::: DATA SHOWN
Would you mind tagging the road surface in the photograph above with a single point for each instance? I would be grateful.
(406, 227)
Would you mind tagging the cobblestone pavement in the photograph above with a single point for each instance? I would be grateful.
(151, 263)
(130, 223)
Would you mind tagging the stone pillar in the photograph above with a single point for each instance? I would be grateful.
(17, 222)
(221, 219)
::::::
::: DATA SHOWN
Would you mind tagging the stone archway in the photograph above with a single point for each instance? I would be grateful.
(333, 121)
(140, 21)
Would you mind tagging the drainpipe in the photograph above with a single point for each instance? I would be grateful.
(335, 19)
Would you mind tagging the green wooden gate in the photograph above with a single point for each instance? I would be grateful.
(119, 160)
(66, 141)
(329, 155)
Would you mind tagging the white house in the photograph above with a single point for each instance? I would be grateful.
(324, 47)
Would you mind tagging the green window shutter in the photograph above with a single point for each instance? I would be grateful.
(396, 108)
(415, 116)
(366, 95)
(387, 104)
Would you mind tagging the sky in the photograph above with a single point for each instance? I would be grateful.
::::::
TASK: When you reach the line with "Would you mind tagging the green window" in the records above, start writing out lines exactly, and stop once the line with "Would you mind tagging the sky" has been written; include nothing else.

RESULT OF THIS EXERCISE:
Would you mind tagging the green window shutter in the photograph above with a single point for each instance? I would be grateful.
(396, 108)
(415, 116)
(366, 95)
(387, 104)
Would you mind tagging the sky in the photograph above with a single point for each instance? I would be grateful.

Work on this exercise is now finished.